Exercise prompt: Copy each of the following records verbatim.

===

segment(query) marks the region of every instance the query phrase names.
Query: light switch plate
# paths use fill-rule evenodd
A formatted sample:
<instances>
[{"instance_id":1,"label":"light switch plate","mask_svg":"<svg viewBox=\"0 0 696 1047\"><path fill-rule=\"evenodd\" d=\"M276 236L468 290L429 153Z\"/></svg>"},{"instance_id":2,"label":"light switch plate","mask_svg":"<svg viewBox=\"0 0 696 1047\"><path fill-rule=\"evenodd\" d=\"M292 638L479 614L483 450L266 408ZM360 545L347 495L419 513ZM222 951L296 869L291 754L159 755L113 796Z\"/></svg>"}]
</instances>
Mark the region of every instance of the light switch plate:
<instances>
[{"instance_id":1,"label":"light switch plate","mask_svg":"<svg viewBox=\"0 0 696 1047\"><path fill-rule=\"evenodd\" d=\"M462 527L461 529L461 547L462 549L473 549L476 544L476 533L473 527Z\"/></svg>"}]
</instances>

===

Expected answer:
segment(query) marks the region of every instance the query phrase names.
Query: light switch plate
# paths use fill-rule evenodd
A formatted sample:
<instances>
[{"instance_id":1,"label":"light switch plate","mask_svg":"<svg viewBox=\"0 0 696 1047\"><path fill-rule=\"evenodd\" d=\"M276 236L468 290L429 153Z\"/></svg>"},{"instance_id":2,"label":"light switch plate","mask_svg":"<svg viewBox=\"0 0 696 1047\"><path fill-rule=\"evenodd\" d=\"M292 638L479 614L483 450L266 408ZM360 545L347 495L419 513ZM222 951L296 869L291 754L159 755L113 796Z\"/></svg>"}]
</instances>
Mark the region of every instance of the light switch plate:
<instances>
[{"instance_id":1,"label":"light switch plate","mask_svg":"<svg viewBox=\"0 0 696 1047\"><path fill-rule=\"evenodd\" d=\"M462 527L461 529L461 547L462 549L473 549L476 544L476 533L473 527Z\"/></svg>"}]
</instances>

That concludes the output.